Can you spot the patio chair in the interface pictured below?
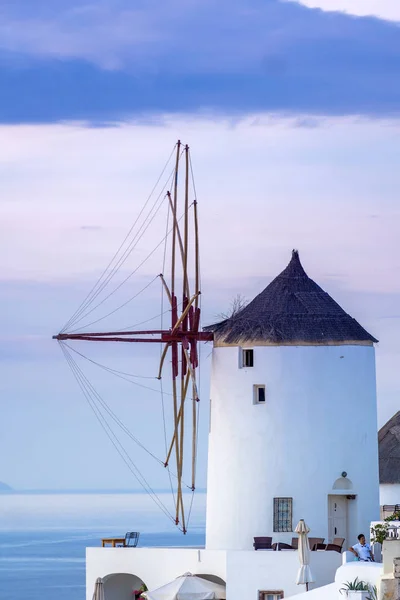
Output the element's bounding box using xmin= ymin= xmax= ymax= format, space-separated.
xmin=117 ymin=531 xmax=140 ymax=548
xmin=308 ymin=538 xmax=325 ymax=550
xmin=272 ymin=542 xmax=296 ymax=552
xmin=253 ymin=537 xmax=272 ymax=550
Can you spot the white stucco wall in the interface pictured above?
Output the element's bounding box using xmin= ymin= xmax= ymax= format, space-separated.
xmin=226 ymin=550 xmax=342 ymax=600
xmin=86 ymin=548 xmax=341 ymax=600
xmin=206 ymin=345 xmax=379 ymax=550
xmin=379 ymin=483 xmax=400 ymax=506
xmin=288 ymin=562 xmax=383 ymax=600
xmin=86 ymin=548 xmax=226 ymax=600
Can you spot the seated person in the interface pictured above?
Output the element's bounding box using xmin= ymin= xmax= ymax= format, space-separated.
xmin=349 ymin=533 xmax=375 ymax=562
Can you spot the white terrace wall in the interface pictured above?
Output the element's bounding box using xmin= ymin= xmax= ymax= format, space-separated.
xmin=206 ymin=345 xmax=379 ymax=550
xmin=86 ymin=548 xmax=226 ymax=600
xmin=86 ymin=548 xmax=341 ymax=600
xmin=379 ymin=483 xmax=400 ymax=506
xmin=226 ymin=550 xmax=342 ymax=600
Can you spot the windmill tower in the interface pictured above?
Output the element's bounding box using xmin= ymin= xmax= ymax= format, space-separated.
xmin=206 ymin=251 xmax=379 ymax=550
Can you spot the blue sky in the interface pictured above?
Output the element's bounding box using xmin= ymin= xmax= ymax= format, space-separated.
xmin=0 ymin=0 xmax=400 ymax=496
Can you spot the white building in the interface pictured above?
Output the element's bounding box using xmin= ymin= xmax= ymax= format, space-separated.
xmin=206 ymin=252 xmax=379 ymax=550
xmin=87 ymin=251 xmax=379 ymax=600
xmin=378 ymin=411 xmax=400 ymax=517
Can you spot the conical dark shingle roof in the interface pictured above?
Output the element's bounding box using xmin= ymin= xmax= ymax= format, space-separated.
xmin=205 ymin=250 xmax=377 ymax=344
xmin=378 ymin=410 xmax=400 ymax=483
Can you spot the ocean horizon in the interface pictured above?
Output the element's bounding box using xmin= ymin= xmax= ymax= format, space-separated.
xmin=0 ymin=490 xmax=205 ymax=600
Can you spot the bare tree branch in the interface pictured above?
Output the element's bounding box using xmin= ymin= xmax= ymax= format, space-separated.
xmin=217 ymin=294 xmax=249 ymax=321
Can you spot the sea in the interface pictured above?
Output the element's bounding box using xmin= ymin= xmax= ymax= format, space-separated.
xmin=0 ymin=492 xmax=205 ymax=600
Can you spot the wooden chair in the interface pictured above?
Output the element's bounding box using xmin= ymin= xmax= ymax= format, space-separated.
xmin=308 ymin=538 xmax=325 ymax=550
xmin=315 ymin=538 xmax=345 ymax=554
xmin=272 ymin=542 xmax=296 ymax=552
xmin=253 ymin=537 xmax=272 ymax=550
xmin=116 ymin=531 xmax=140 ymax=548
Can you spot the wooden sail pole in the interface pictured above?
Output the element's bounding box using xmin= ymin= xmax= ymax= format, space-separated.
xmin=171 ymin=140 xmax=182 ymax=524
xmin=53 ymin=141 xmax=213 ymax=533
xmin=192 ymin=161 xmax=200 ymax=490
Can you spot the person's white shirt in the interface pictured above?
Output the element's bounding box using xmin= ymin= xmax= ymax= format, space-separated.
xmin=352 ymin=543 xmax=372 ymax=560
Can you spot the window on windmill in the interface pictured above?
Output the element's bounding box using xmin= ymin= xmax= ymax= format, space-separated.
xmin=242 ymin=350 xmax=254 ymax=367
xmin=274 ymin=498 xmax=293 ymax=532
xmin=253 ymin=385 xmax=265 ymax=404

━━━━━━━━━━━━━━━━━━━━

Exercise instructions
Put every line of the records above into a Markdown table with the columns No. and Line, numbering the rows and skipping any blank lines. Leave the picture out of the answer.

Complete response
| No. | Line |
|---|---|
| 1 | Can you spot the patio chair in the interface pictured below? |
| 2 | Output the element's bounding box using xmin= ymin= xmax= ymax= format, space-separated. |
| 3 | xmin=117 ymin=531 xmax=140 ymax=548 |
| 4 | xmin=308 ymin=538 xmax=325 ymax=550 |
| 5 | xmin=272 ymin=542 xmax=296 ymax=552 |
| 6 | xmin=253 ymin=537 xmax=272 ymax=550 |
| 7 | Can you spot the white stucco wall in the interface pictured above? |
| 8 | Output the element's bounding box using xmin= ymin= xmax= ymax= format, space-separated. |
| 9 | xmin=226 ymin=550 xmax=342 ymax=600 |
| 10 | xmin=86 ymin=548 xmax=341 ymax=600 |
| 11 | xmin=206 ymin=345 xmax=379 ymax=550 |
| 12 | xmin=379 ymin=483 xmax=400 ymax=506 |
| 13 | xmin=288 ymin=562 xmax=383 ymax=600 |
| 14 | xmin=86 ymin=548 xmax=226 ymax=600 |
| 15 | Can you spot the seated person in the interface pictured above? |
| 16 | Output the element's bounding box using xmin= ymin= xmax= ymax= format, space-separated. |
| 17 | xmin=349 ymin=533 xmax=375 ymax=562 |
| 18 | Can you spot the white terrace wall in the interface pictured above? |
| 19 | Output the element's bounding box using xmin= ymin= xmax= ymax= format, space-separated. |
| 20 | xmin=206 ymin=345 xmax=379 ymax=550 |
| 21 | xmin=86 ymin=548 xmax=226 ymax=600 |
| 22 | xmin=86 ymin=548 xmax=341 ymax=600 |
| 23 | xmin=379 ymin=483 xmax=400 ymax=506 |
| 24 | xmin=226 ymin=550 xmax=342 ymax=600 |
| 25 | Can you spot the windmill tower in the interface pictured above? |
| 26 | Output the element's bounding box using xmin= ymin= xmax= ymax= format, space-separated. |
| 27 | xmin=206 ymin=251 xmax=379 ymax=550 |
| 28 | Can you spot the blue sky in the interface pictured above? |
| 29 | Output the element's bounding box using xmin= ymin= xmax= ymax= format, space-separated. |
| 30 | xmin=0 ymin=0 xmax=400 ymax=496 |
| 31 | Can you spot the white building in the interface pictured above? |
| 32 | Output the element's bounding box using xmin= ymin= xmax= ymax= format, space-separated. |
| 33 | xmin=206 ymin=252 xmax=379 ymax=550 |
| 34 | xmin=87 ymin=251 xmax=379 ymax=600 |
| 35 | xmin=378 ymin=411 xmax=400 ymax=517 |
| 36 | Can you spot the conical dark shingle roof in the interface pictured above? |
| 37 | Output the element's bounding box using xmin= ymin= xmax= ymax= format, space-separated. |
| 38 | xmin=205 ymin=250 xmax=377 ymax=344 |
| 39 | xmin=378 ymin=410 xmax=400 ymax=483 |
| 40 | Can you spot the ocean horizon in the interface pictured above? |
| 41 | Output the element's bounding box using xmin= ymin= xmax= ymax= format, space-separated. |
| 42 | xmin=0 ymin=490 xmax=205 ymax=600 |
| 43 | Can you spot the bare tree branch in the interface pictured above? |
| 44 | Output the element's bounding box using xmin= ymin= xmax= ymax= format, space-separated. |
| 45 | xmin=217 ymin=294 xmax=249 ymax=321 |
| 46 | Can you spot the sea in the interface pictured above? |
| 47 | Output the element's bounding box using xmin= ymin= xmax= ymax= format, space-separated. |
| 48 | xmin=0 ymin=492 xmax=205 ymax=600 |
| 49 | Can you spot the wooden chair in the interface pictured above? |
| 50 | Output the element's bounding box using xmin= ymin= xmax= ymax= format, space-separated. |
| 51 | xmin=308 ymin=538 xmax=325 ymax=550 |
| 52 | xmin=315 ymin=538 xmax=345 ymax=554 |
| 53 | xmin=272 ymin=542 xmax=296 ymax=552 |
| 54 | xmin=253 ymin=537 xmax=272 ymax=550 |
| 55 | xmin=116 ymin=531 xmax=140 ymax=548 |
| 56 | Can you spot the wooden sail pole in the interface pictured above? |
| 57 | Output the element's bounding box using xmin= ymin= xmax= ymax= format, space-separated. |
| 58 | xmin=171 ymin=140 xmax=182 ymax=524 |
| 59 | xmin=53 ymin=141 xmax=213 ymax=533 |
| 60 | xmin=192 ymin=161 xmax=200 ymax=490 |
| 61 | Can you spot the person's white shirt in the interface pictured above? |
| 62 | Output the element's bounding box using xmin= ymin= xmax= ymax= format, space-separated. |
| 63 | xmin=352 ymin=543 xmax=372 ymax=560 |
| 64 | Can you spot the window on windmill in the interface pictured above? |
| 65 | Output the element's bounding box using xmin= ymin= xmax= ymax= format, space-separated. |
| 66 | xmin=242 ymin=350 xmax=254 ymax=367 |
| 67 | xmin=274 ymin=498 xmax=293 ymax=532 |
| 68 | xmin=253 ymin=385 xmax=265 ymax=404 |